Report every line of the records that contains the string "countertop", copying each such line in full.

┌──

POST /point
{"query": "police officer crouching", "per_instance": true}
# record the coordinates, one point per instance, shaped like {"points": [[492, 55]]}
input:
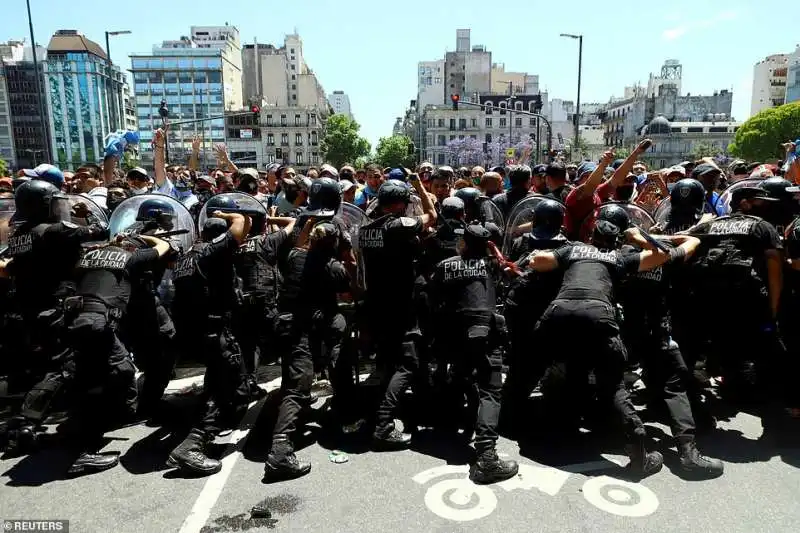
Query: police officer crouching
{"points": [[463, 293], [205, 298]]}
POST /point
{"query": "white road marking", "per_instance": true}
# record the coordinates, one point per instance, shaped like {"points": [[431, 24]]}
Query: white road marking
{"points": [[208, 497]]}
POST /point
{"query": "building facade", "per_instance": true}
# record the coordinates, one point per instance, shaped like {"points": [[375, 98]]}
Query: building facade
{"points": [[769, 83], [196, 82], [84, 99], [30, 134], [793, 77], [674, 142], [288, 135], [340, 103]]}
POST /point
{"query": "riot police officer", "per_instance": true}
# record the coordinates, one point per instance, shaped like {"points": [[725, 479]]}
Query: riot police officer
{"points": [[389, 246], [528, 296], [105, 276], [582, 321], [463, 295], [147, 329], [205, 298], [43, 247], [307, 313], [740, 269]]}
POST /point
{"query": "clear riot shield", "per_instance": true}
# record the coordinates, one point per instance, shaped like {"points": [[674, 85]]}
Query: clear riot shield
{"points": [[94, 209], [124, 218], [354, 218], [519, 220], [243, 201], [723, 205], [638, 215], [7, 209]]}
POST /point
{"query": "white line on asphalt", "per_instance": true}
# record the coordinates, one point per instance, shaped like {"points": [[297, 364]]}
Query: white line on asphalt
{"points": [[208, 497]]}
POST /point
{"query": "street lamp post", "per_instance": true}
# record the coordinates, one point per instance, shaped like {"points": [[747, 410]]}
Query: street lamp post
{"points": [[578, 103]]}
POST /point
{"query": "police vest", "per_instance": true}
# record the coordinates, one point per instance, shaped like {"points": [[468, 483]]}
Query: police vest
{"points": [[729, 252]]}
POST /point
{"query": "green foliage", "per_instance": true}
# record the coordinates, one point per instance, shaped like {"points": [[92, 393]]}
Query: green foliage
{"points": [[760, 138], [341, 142], [703, 149], [395, 151]]}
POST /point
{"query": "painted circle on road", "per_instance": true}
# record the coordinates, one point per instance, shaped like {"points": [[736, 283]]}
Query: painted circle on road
{"points": [[460, 500], [620, 498]]}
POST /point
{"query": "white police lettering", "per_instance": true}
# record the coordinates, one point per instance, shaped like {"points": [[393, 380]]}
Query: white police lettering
{"points": [[20, 244], [107, 259], [464, 269], [732, 227], [581, 253], [370, 238]]}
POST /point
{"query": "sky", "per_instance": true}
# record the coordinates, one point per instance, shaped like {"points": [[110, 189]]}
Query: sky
{"points": [[370, 49]]}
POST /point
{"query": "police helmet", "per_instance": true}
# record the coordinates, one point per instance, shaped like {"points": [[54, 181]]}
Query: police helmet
{"points": [[393, 191], [687, 195], [452, 208], [548, 217], [34, 201], [324, 197], [615, 214], [155, 210], [777, 188]]}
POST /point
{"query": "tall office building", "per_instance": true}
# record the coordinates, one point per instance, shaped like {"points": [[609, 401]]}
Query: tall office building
{"points": [[84, 99], [196, 79]]}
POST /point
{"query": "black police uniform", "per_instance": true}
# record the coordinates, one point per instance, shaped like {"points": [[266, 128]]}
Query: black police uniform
{"points": [[308, 315], [205, 297], [104, 278], [580, 327], [730, 273], [256, 263], [389, 246]]}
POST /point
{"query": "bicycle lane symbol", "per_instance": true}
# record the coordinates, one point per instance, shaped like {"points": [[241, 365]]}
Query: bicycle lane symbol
{"points": [[460, 500]]}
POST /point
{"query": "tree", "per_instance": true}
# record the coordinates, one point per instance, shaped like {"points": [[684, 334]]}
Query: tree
{"points": [[395, 151], [703, 149], [761, 137], [341, 143]]}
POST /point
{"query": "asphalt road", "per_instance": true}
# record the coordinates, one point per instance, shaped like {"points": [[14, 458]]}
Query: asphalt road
{"points": [[565, 488]]}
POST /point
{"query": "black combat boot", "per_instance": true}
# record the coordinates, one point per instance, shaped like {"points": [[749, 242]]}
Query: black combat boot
{"points": [[190, 455], [88, 463], [644, 463], [282, 463], [390, 439], [696, 466], [489, 468]]}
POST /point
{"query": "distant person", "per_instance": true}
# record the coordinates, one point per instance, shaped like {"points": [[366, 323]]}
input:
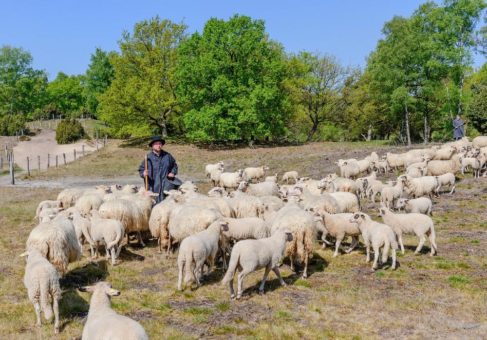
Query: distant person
{"points": [[161, 169], [458, 128]]}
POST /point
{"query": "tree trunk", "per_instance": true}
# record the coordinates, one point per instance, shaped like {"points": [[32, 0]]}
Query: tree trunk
{"points": [[406, 122]]}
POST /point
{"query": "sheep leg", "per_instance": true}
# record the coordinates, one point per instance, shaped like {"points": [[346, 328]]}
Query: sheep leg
{"points": [[353, 245], [37, 308], [55, 305], [262, 284], [278, 274], [420, 245]]}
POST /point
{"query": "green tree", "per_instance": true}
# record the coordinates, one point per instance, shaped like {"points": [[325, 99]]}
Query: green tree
{"points": [[66, 94], [99, 76], [231, 82], [142, 97]]}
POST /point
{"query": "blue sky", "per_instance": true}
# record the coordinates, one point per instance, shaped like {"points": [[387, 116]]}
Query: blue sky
{"points": [[61, 35]]}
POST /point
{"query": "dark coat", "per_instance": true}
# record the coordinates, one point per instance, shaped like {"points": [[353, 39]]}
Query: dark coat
{"points": [[458, 129], [159, 167]]}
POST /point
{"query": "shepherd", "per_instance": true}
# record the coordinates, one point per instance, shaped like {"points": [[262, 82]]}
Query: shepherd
{"points": [[159, 169]]}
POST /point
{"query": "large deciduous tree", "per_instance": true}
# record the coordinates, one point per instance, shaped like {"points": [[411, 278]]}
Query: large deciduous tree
{"points": [[231, 81], [142, 97]]}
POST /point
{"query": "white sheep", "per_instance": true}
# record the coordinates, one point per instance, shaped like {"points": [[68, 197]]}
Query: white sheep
{"points": [[421, 205], [257, 173], [107, 230], [379, 236], [250, 255], [231, 180], [56, 240], [290, 175], [339, 227], [42, 282], [196, 250], [103, 322], [446, 179], [413, 223]]}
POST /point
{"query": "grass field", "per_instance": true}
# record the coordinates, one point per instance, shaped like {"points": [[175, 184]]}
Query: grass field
{"points": [[440, 297]]}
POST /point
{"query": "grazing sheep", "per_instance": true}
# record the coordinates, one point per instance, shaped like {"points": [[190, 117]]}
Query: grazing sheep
{"points": [[479, 142], [103, 322], [231, 180], [107, 230], [421, 186], [412, 223], [290, 175], [250, 255], [211, 167], [56, 240], [379, 236], [197, 250], [446, 179], [257, 173], [42, 282], [339, 227], [259, 189], [302, 224], [422, 205]]}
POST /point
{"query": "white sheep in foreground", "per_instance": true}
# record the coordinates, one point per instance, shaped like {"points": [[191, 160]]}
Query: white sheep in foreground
{"points": [[250, 255], [413, 223], [103, 322], [339, 227], [257, 173], [196, 250], [290, 175], [42, 282], [107, 230], [231, 180], [446, 179], [421, 205], [56, 240], [209, 168], [379, 236]]}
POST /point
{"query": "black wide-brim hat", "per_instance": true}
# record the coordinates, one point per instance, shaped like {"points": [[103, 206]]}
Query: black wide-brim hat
{"points": [[156, 139]]}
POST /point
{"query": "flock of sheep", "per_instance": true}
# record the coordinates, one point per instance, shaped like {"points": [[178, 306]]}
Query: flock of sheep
{"points": [[247, 221]]}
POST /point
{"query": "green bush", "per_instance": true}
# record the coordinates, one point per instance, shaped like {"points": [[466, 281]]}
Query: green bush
{"points": [[69, 131], [10, 125]]}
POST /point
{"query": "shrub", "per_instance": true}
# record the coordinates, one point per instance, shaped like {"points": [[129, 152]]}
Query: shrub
{"points": [[69, 131]]}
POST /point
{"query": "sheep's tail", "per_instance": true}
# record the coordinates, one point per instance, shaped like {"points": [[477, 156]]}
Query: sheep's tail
{"points": [[188, 277], [232, 267], [46, 306], [117, 239]]}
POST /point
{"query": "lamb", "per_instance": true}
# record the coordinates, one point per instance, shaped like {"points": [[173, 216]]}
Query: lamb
{"points": [[209, 168], [479, 142], [339, 227], [379, 236], [302, 225], [389, 195], [231, 180], [42, 282], [421, 186], [107, 230], [290, 175], [197, 250], [189, 220], [271, 178], [103, 322], [56, 240], [255, 173], [422, 205], [250, 255], [259, 189], [419, 224], [446, 179]]}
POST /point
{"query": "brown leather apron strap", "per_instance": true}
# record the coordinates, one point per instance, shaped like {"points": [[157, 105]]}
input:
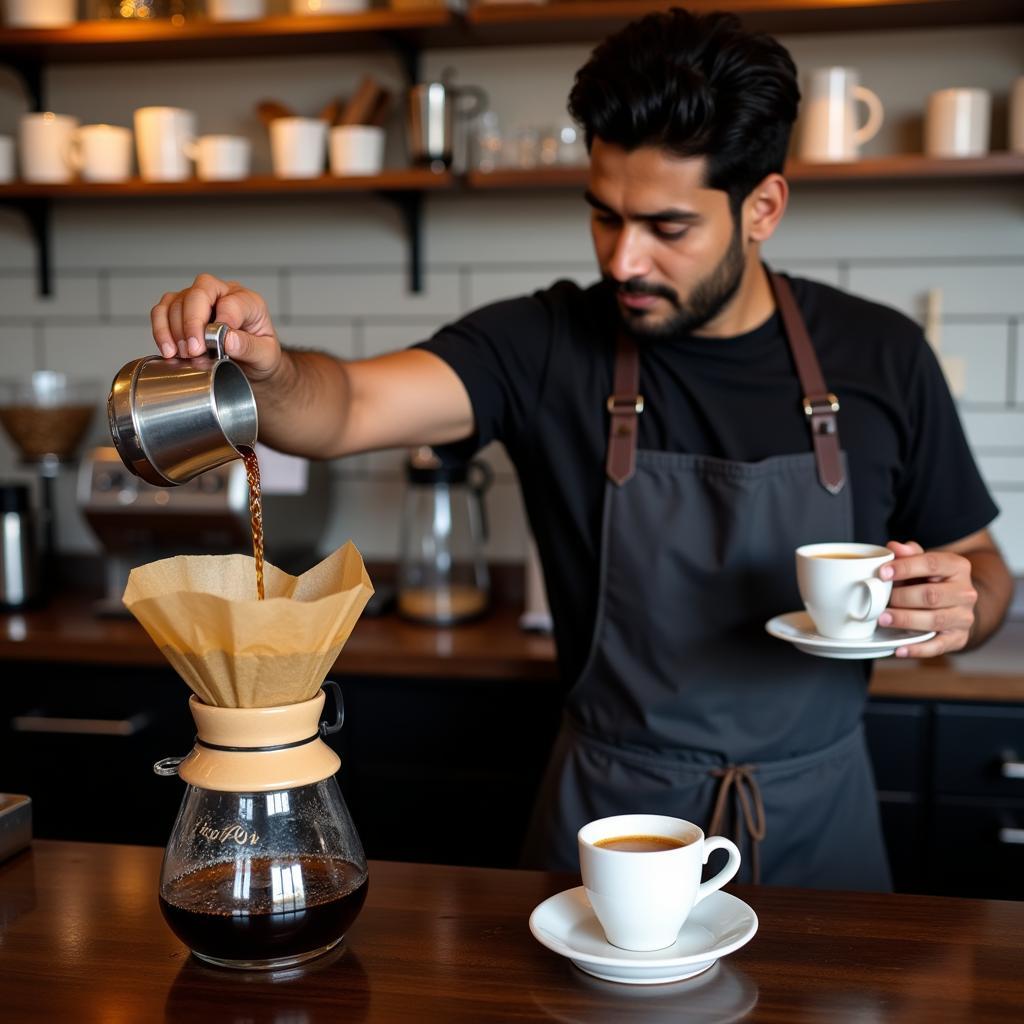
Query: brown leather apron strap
{"points": [[739, 781], [820, 406], [625, 403]]}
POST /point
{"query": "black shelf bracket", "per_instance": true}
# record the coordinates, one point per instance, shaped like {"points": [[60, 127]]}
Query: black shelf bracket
{"points": [[37, 214], [410, 204], [31, 74]]}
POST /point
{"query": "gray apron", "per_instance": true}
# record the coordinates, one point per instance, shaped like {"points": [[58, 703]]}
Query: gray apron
{"points": [[685, 706]]}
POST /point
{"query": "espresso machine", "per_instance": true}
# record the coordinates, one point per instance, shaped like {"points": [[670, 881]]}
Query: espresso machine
{"points": [[137, 522]]}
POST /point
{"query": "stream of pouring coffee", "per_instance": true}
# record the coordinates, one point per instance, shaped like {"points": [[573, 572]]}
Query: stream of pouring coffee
{"points": [[255, 513]]}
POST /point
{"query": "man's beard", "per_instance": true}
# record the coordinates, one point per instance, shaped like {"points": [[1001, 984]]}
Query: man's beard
{"points": [[709, 298]]}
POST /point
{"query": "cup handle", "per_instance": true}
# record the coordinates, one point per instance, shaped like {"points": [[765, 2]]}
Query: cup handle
{"points": [[726, 875], [876, 115], [878, 598]]}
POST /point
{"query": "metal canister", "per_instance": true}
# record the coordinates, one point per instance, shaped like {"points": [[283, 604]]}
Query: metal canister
{"points": [[173, 419], [18, 556]]}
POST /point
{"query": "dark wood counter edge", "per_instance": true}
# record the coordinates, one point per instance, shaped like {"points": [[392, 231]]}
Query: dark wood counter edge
{"points": [[495, 648]]}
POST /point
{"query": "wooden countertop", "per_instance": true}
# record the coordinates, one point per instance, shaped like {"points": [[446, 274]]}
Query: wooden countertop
{"points": [[68, 631], [83, 940]]}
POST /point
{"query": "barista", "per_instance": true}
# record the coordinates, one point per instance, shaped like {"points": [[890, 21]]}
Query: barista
{"points": [[666, 523]]}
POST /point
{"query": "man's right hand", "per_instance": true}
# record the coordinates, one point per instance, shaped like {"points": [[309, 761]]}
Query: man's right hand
{"points": [[180, 318]]}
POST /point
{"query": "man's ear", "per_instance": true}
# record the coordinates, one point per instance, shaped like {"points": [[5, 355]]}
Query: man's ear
{"points": [[764, 207]]}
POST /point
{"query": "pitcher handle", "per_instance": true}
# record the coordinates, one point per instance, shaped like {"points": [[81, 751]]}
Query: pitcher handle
{"points": [[167, 766], [214, 337], [876, 115]]}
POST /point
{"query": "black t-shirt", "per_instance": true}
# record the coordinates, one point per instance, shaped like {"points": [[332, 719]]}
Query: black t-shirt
{"points": [[539, 371]]}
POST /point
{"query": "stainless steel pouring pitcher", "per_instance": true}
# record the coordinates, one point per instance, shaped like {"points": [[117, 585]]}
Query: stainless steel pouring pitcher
{"points": [[174, 419]]}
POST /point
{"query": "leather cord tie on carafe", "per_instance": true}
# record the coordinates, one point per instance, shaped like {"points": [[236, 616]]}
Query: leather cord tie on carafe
{"points": [[740, 782]]}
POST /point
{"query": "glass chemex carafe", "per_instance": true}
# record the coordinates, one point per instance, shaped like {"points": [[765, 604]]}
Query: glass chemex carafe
{"points": [[264, 868]]}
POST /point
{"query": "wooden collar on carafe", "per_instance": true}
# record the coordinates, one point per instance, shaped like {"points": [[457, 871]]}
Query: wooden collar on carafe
{"points": [[819, 406]]}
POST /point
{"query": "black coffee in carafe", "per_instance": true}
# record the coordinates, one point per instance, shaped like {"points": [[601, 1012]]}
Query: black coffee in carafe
{"points": [[291, 908]]}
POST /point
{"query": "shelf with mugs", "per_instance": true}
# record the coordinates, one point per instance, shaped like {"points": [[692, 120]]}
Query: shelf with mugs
{"points": [[388, 181], [911, 168], [404, 188], [505, 24]]}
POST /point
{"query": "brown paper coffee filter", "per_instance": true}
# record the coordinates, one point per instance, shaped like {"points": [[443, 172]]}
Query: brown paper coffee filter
{"points": [[235, 650]]}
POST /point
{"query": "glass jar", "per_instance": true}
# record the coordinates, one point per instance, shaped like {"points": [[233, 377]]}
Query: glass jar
{"points": [[264, 868]]}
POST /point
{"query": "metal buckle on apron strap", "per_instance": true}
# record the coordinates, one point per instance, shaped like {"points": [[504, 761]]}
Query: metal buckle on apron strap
{"points": [[625, 403], [738, 779]]}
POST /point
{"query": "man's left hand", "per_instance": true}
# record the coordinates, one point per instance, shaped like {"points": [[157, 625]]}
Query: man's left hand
{"points": [[932, 590]]}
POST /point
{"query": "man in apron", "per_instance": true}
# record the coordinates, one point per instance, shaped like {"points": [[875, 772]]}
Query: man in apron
{"points": [[678, 430]]}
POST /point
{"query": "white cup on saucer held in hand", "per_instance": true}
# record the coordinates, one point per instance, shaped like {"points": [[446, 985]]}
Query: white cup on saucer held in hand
{"points": [[841, 589], [642, 876]]}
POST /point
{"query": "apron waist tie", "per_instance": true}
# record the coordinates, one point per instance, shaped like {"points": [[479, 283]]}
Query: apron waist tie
{"points": [[740, 782]]}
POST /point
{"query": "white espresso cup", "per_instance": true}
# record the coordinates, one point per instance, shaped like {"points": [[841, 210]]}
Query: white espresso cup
{"points": [[957, 123], [220, 158], [236, 10], [298, 146], [356, 150], [6, 159], [44, 146], [828, 129], [161, 136], [101, 153], [39, 13], [643, 899], [841, 589], [1016, 132]]}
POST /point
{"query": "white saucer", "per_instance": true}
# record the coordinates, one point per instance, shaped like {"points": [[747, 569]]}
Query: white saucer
{"points": [[718, 926], [797, 628]]}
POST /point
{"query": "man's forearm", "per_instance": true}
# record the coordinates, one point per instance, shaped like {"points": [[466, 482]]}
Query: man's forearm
{"points": [[302, 408], [994, 585]]}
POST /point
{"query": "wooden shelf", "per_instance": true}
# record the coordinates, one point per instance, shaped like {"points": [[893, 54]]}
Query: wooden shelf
{"points": [[112, 40], [591, 19], [388, 181], [498, 25], [881, 170]]}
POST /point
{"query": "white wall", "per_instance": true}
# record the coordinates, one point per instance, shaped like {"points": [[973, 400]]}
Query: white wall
{"points": [[333, 269]]}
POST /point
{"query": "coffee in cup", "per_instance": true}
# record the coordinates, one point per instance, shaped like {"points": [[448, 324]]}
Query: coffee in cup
{"points": [[642, 876], [841, 589]]}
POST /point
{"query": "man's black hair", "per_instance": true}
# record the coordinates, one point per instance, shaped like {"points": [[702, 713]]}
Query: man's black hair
{"points": [[693, 85]]}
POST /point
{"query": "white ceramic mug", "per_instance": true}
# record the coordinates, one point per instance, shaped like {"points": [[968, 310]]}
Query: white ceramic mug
{"points": [[1016, 133], [356, 150], [841, 589], [161, 136], [44, 146], [220, 158], [101, 153], [957, 123], [642, 899], [236, 10], [39, 13], [298, 146], [6, 159], [828, 130]]}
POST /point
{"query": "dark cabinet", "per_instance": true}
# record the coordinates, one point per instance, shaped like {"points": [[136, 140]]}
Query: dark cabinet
{"points": [[446, 770], [82, 741]]}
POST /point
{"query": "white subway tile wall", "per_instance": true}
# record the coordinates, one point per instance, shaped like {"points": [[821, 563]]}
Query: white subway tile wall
{"points": [[334, 270]]}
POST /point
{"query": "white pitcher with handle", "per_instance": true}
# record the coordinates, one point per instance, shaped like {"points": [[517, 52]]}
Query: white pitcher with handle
{"points": [[828, 127]]}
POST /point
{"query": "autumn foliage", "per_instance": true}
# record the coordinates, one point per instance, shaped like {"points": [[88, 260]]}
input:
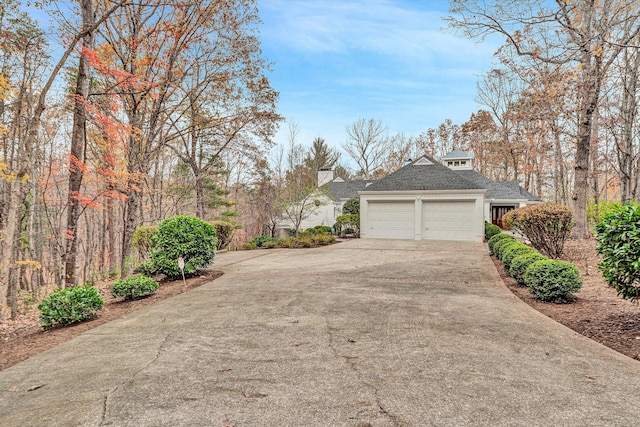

└──

SOLUTION =
{"query": "wooden countertop", "per_instance": true}
Query: wooden countertop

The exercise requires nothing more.